● **Document section**:
Font Size: AAA // Print // Bookmark

RELEASE: pr5362-07

  • Release: 5362-07

    For Release: July 27, 2007

    U.S. District Court Appoints Fund Administrator to Disburse Restitution in the CFTC’s Forex Anti-Fraud Action Against Emerald Worldwide Holdings, Inc.

    Approximately $1.5 Million Is Available To Be Distributed As Restitution

    Washington, D.C. – The U.S. Commodity Futures Trading Commission (CFTC) announced today the issuance of an Order for Distribution of Restitution and Appointment of Fund Administrator in the CFTC’s foreign currency (forex) anti-fraud action against Emerald Worldwide Holdings, Inc. (see CFTC News Release 4871-03, December 8, 2003). The order was issued on May 17, 2007, by Judge A. Howard Matz of the U.S. District Court for the Central District of California.

    Previously, on November 30, 2006, Judge Matz issued a consent order of permanent injunction settling the CFTC’s action against Emerald Worldwide Holdings, Inc. (Emerald), of City of Industry, California, and Jian Zhuang (Zhuang), of Japan (See CFTC News Release 5266-06, December 19, 2006). This consent order stemmed from an amended complaint filed by the CFTC on May 10, 2004, alleging that defendants Emerald and Zhuang, along with co-defendants Hao Jan Lu, of Rowland Heights, California, and City Trust and Investment Co. Inc. of Japan, fraudulently solicited customers in Japan and China to invest more than $5 million to trade illegal off-exchange forex futures contracts in the United States. (See CFTC News Release 4929-04, May 21, 2004.)

● **Request**: Write the next part of the CFTC news release on restitution in the Emerald Worldwide Holdings forex case, starting after its last sentence.

● **Data extract**:
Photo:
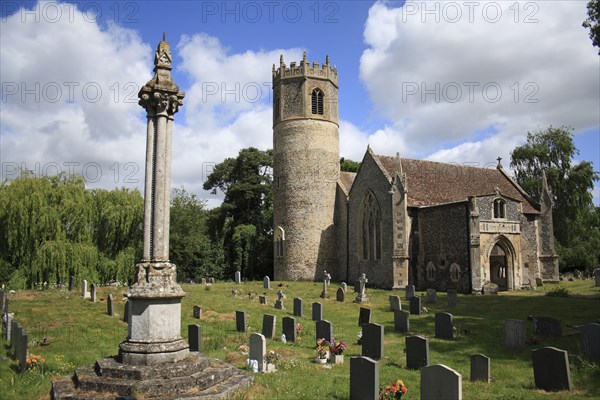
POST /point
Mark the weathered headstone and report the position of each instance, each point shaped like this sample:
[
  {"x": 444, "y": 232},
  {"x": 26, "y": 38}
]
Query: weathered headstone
[
  {"x": 514, "y": 333},
  {"x": 452, "y": 298},
  {"x": 364, "y": 316},
  {"x": 241, "y": 321},
  {"x": 480, "y": 368},
  {"x": 440, "y": 382},
  {"x": 317, "y": 311},
  {"x": 269, "y": 322},
  {"x": 110, "y": 307},
  {"x": 443, "y": 326},
  {"x": 415, "y": 305},
  {"x": 395, "y": 303},
  {"x": 547, "y": 326},
  {"x": 417, "y": 352},
  {"x": 258, "y": 349},
  {"x": 289, "y": 328},
  {"x": 195, "y": 337},
  {"x": 298, "y": 309},
  {"x": 372, "y": 341},
  {"x": 431, "y": 296},
  {"x": 401, "y": 323},
  {"x": 324, "y": 330},
  {"x": 197, "y": 312},
  {"x": 551, "y": 369},
  {"x": 364, "y": 379},
  {"x": 590, "y": 341},
  {"x": 340, "y": 294}
]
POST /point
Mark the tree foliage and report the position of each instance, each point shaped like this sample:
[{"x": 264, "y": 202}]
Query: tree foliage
[{"x": 573, "y": 211}]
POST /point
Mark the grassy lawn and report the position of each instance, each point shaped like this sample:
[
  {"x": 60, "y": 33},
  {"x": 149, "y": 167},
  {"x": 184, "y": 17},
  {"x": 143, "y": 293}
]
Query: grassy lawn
[{"x": 80, "y": 332}]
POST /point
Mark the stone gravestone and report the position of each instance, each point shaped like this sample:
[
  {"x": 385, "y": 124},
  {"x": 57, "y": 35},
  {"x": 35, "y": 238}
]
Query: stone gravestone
[
  {"x": 195, "y": 337},
  {"x": 258, "y": 349},
  {"x": 364, "y": 379},
  {"x": 590, "y": 341},
  {"x": 340, "y": 294},
  {"x": 551, "y": 369},
  {"x": 372, "y": 341},
  {"x": 431, "y": 296},
  {"x": 417, "y": 352},
  {"x": 298, "y": 309},
  {"x": 289, "y": 328},
  {"x": 480, "y": 368},
  {"x": 395, "y": 304},
  {"x": 415, "y": 305},
  {"x": 241, "y": 321},
  {"x": 547, "y": 326},
  {"x": 440, "y": 382},
  {"x": 110, "y": 307},
  {"x": 401, "y": 321},
  {"x": 269, "y": 322},
  {"x": 364, "y": 316},
  {"x": 514, "y": 333},
  {"x": 443, "y": 326},
  {"x": 452, "y": 298},
  {"x": 317, "y": 313},
  {"x": 197, "y": 312},
  {"x": 324, "y": 330},
  {"x": 410, "y": 291}
]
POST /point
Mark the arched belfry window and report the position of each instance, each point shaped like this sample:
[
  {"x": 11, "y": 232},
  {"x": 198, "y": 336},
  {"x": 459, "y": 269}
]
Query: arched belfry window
[
  {"x": 317, "y": 102},
  {"x": 370, "y": 231}
]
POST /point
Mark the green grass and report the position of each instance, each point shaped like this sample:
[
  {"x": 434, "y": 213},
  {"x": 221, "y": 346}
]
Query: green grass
[{"x": 80, "y": 332}]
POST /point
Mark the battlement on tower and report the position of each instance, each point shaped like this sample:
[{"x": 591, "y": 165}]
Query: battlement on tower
[{"x": 305, "y": 69}]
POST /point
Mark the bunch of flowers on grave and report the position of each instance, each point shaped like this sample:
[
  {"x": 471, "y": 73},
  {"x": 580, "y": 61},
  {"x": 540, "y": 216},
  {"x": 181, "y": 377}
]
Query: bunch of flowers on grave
[{"x": 394, "y": 391}]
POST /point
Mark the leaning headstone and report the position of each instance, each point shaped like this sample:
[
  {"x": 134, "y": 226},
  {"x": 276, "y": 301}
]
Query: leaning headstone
[
  {"x": 317, "y": 313},
  {"x": 452, "y": 298},
  {"x": 590, "y": 341},
  {"x": 269, "y": 322},
  {"x": 514, "y": 333},
  {"x": 364, "y": 379},
  {"x": 110, "y": 307},
  {"x": 440, "y": 382},
  {"x": 289, "y": 328},
  {"x": 443, "y": 326},
  {"x": 298, "y": 311},
  {"x": 417, "y": 352},
  {"x": 551, "y": 369},
  {"x": 364, "y": 316},
  {"x": 431, "y": 296},
  {"x": 547, "y": 326},
  {"x": 258, "y": 349},
  {"x": 480, "y": 368},
  {"x": 401, "y": 321},
  {"x": 340, "y": 294},
  {"x": 241, "y": 321},
  {"x": 195, "y": 337},
  {"x": 372, "y": 341},
  {"x": 324, "y": 330},
  {"x": 415, "y": 305}
]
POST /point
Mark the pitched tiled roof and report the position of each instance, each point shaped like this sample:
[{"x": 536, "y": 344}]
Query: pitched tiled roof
[{"x": 432, "y": 183}]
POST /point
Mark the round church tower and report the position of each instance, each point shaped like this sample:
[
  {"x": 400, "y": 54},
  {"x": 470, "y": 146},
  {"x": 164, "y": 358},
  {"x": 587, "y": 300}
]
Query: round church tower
[{"x": 306, "y": 169}]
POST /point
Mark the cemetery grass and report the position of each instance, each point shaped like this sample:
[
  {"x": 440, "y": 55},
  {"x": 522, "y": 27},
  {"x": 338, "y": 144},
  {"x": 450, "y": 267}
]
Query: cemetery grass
[{"x": 81, "y": 332}]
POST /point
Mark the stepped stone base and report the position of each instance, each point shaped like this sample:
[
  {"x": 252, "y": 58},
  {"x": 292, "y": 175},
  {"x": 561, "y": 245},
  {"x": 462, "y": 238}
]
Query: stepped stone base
[{"x": 196, "y": 377}]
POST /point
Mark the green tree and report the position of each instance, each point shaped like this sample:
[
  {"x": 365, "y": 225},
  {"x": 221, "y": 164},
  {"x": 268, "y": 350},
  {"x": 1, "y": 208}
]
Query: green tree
[
  {"x": 593, "y": 22},
  {"x": 573, "y": 211}
]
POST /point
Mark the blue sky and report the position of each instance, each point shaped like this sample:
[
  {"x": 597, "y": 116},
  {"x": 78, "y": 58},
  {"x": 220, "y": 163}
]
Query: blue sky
[{"x": 448, "y": 81}]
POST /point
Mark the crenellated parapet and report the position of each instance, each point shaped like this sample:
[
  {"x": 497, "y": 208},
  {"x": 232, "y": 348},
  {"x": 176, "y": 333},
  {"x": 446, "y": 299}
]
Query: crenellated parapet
[{"x": 305, "y": 69}]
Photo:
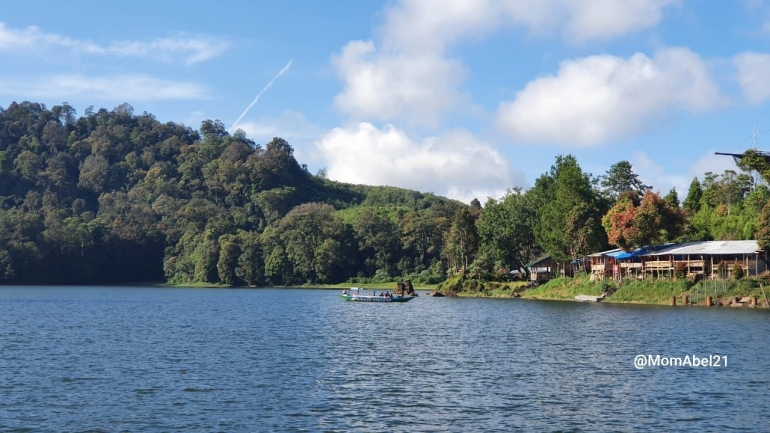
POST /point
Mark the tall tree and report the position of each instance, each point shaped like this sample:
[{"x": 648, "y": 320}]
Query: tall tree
[
  {"x": 568, "y": 201},
  {"x": 621, "y": 178},
  {"x": 694, "y": 194},
  {"x": 505, "y": 228}
]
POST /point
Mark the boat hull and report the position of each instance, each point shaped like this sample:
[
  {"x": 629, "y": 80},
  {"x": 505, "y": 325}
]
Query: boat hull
[{"x": 376, "y": 298}]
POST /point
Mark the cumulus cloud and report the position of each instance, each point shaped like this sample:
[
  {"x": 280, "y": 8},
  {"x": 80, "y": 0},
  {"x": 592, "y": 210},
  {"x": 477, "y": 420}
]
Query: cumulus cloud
[
  {"x": 407, "y": 74},
  {"x": 417, "y": 88},
  {"x": 455, "y": 164},
  {"x": 652, "y": 173},
  {"x": 110, "y": 88},
  {"x": 191, "y": 49},
  {"x": 753, "y": 70},
  {"x": 600, "y": 98},
  {"x": 661, "y": 180}
]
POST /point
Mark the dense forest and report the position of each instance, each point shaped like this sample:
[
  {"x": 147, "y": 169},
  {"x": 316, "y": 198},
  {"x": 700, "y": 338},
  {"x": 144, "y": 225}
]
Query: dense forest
[{"x": 114, "y": 197}]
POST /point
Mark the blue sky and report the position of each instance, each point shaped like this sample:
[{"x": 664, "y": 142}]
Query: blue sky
[{"x": 461, "y": 98}]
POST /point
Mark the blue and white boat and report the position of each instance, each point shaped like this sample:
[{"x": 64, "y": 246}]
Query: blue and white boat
[{"x": 357, "y": 294}]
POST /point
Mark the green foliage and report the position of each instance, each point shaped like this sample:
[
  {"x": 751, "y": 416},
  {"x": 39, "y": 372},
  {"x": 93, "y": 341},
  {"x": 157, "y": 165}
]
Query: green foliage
[
  {"x": 117, "y": 197},
  {"x": 694, "y": 194},
  {"x": 505, "y": 228},
  {"x": 113, "y": 196},
  {"x": 653, "y": 222},
  {"x": 620, "y": 178},
  {"x": 569, "y": 218}
]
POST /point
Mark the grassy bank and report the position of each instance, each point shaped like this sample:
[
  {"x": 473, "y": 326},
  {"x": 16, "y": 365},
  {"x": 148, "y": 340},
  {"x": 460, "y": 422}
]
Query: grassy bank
[{"x": 653, "y": 292}]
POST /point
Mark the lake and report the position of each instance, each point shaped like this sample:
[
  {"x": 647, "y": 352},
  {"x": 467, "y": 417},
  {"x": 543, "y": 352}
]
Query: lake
[{"x": 141, "y": 359}]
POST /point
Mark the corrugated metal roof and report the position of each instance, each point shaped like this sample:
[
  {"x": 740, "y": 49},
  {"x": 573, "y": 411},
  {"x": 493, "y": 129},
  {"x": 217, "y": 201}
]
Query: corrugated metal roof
[
  {"x": 605, "y": 253},
  {"x": 710, "y": 247}
]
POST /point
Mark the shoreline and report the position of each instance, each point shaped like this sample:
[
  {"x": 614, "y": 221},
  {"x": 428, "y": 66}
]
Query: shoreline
[{"x": 731, "y": 294}]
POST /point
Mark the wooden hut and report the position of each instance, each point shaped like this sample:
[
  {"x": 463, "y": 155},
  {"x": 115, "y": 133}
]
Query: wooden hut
[
  {"x": 705, "y": 259},
  {"x": 545, "y": 267},
  {"x": 604, "y": 264}
]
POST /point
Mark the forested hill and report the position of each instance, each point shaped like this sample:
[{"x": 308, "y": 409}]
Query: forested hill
[{"x": 112, "y": 197}]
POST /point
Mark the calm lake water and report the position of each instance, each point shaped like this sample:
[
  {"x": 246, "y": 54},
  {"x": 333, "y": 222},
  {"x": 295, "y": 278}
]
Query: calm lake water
[{"x": 161, "y": 359}]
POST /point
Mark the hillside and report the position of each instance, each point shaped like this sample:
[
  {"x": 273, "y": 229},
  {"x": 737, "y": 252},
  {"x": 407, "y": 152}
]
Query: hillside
[{"x": 115, "y": 197}]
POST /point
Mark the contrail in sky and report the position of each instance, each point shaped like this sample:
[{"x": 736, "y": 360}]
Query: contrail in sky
[{"x": 285, "y": 68}]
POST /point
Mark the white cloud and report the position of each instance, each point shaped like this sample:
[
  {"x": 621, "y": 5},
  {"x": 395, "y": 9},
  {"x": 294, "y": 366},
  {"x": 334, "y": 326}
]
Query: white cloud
[
  {"x": 417, "y": 88},
  {"x": 604, "y": 19},
  {"x": 192, "y": 49},
  {"x": 714, "y": 163},
  {"x": 661, "y": 180},
  {"x": 753, "y": 70},
  {"x": 406, "y": 75},
  {"x": 653, "y": 174},
  {"x": 600, "y": 98},
  {"x": 118, "y": 88},
  {"x": 455, "y": 164},
  {"x": 290, "y": 125}
]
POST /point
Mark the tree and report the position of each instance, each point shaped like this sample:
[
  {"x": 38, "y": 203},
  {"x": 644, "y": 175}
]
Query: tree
[
  {"x": 652, "y": 222},
  {"x": 727, "y": 189},
  {"x": 621, "y": 178},
  {"x": 505, "y": 228},
  {"x": 694, "y": 194},
  {"x": 763, "y": 235},
  {"x": 378, "y": 241},
  {"x": 565, "y": 199},
  {"x": 462, "y": 240}
]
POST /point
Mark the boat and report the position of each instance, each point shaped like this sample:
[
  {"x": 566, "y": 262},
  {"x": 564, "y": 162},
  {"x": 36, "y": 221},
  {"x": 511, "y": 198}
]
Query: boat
[{"x": 358, "y": 294}]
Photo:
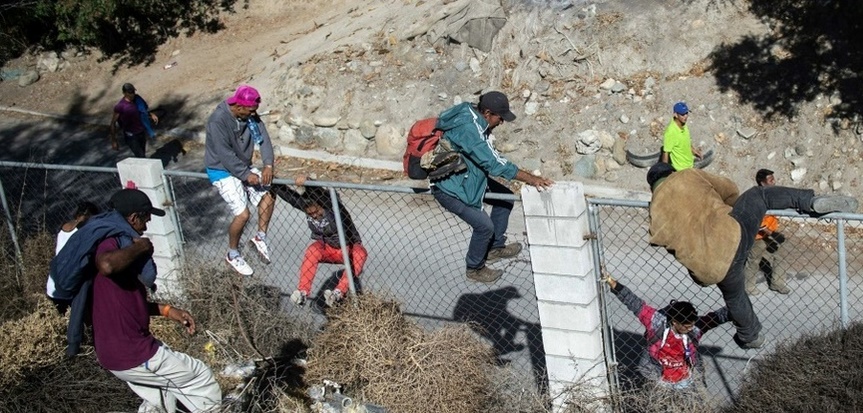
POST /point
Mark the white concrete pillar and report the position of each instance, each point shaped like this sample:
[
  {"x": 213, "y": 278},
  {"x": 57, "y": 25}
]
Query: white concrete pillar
[
  {"x": 146, "y": 175},
  {"x": 566, "y": 289}
]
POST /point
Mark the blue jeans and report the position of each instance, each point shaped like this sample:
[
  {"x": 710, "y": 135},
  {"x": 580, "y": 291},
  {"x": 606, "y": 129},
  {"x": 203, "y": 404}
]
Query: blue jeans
[
  {"x": 488, "y": 231},
  {"x": 749, "y": 210}
]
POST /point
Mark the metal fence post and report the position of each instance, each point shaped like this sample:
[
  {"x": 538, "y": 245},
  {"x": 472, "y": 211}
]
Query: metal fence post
[
  {"x": 843, "y": 273},
  {"x": 19, "y": 267},
  {"x": 346, "y": 256}
]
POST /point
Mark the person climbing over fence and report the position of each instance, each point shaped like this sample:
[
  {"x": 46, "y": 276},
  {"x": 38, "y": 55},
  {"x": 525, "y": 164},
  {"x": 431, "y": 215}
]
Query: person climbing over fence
[
  {"x": 317, "y": 204},
  {"x": 673, "y": 333}
]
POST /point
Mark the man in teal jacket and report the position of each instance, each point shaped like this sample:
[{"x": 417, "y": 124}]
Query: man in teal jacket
[{"x": 468, "y": 128}]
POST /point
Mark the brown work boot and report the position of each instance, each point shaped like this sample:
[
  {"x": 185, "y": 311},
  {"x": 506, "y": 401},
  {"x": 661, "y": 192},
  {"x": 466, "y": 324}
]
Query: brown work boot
[
  {"x": 780, "y": 287},
  {"x": 484, "y": 274},
  {"x": 751, "y": 286},
  {"x": 507, "y": 251}
]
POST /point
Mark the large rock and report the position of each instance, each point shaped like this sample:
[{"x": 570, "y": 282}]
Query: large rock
[
  {"x": 585, "y": 167},
  {"x": 355, "y": 143},
  {"x": 588, "y": 142},
  {"x": 328, "y": 138},
  {"x": 368, "y": 128},
  {"x": 286, "y": 134},
  {"x": 48, "y": 62},
  {"x": 28, "y": 78},
  {"x": 305, "y": 135},
  {"x": 390, "y": 140}
]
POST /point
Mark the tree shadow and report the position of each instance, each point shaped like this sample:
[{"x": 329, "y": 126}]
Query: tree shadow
[
  {"x": 487, "y": 314},
  {"x": 42, "y": 199},
  {"x": 811, "y": 52},
  {"x": 129, "y": 33}
]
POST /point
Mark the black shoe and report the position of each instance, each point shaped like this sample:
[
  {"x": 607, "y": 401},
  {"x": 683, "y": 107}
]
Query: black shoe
[
  {"x": 484, "y": 274},
  {"x": 834, "y": 203},
  {"x": 507, "y": 251},
  {"x": 749, "y": 345}
]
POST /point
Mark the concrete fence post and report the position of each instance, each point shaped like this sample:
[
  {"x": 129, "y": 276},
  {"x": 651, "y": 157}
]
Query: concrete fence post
[
  {"x": 566, "y": 288},
  {"x": 146, "y": 175}
]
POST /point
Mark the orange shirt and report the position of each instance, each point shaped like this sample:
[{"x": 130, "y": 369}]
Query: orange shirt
[{"x": 769, "y": 223}]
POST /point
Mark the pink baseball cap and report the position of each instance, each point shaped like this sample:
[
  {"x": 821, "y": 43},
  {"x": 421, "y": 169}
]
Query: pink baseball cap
[{"x": 245, "y": 96}]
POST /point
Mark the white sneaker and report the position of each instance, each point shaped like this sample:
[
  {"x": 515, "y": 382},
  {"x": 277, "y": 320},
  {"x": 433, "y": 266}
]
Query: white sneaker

● **Final result**:
    The consent order permanently enjoined Emerald and Zhuang from, among other things, engaging in any commodity-related activity, including but not limited to commodity trading and soliciting customers to invest in commodity futures and options.

    The consent order also required Emerald to pay $3,433,722.61 in restitution and a $9 million civil monetary penalty. Zhuang is jointly and severally liable for the restitution in the amount of $2,264,879.94, and individually liable for a $250,000 civil monetary penalty.

    Currently, approximately $1.5 million is available to be distributed as restitution. The Order for Distribution of Restitution and Appointment of Fund Administrator appoints Robb Evans & Associates LLC as Fund Administrator.

    As Fund Administrator, Robb Evans & Associates LLC is authorized to create and manage the administration of the claims procedures and distribution of the funds currently available for restitution to eligible claimants. The order provides that the Fund Administrator will send a letter to the last known address of individuals and/or entities (claimants), other than a defendant or relief defendant, that deposited investment funds directly into a U.S. bank account of defendant Emerald, relief defendant ACE Capital Advisory Group Inc. and/or relief defendant ACE Emerald W. Holding Inc. during the period of March 2002 through April 2004.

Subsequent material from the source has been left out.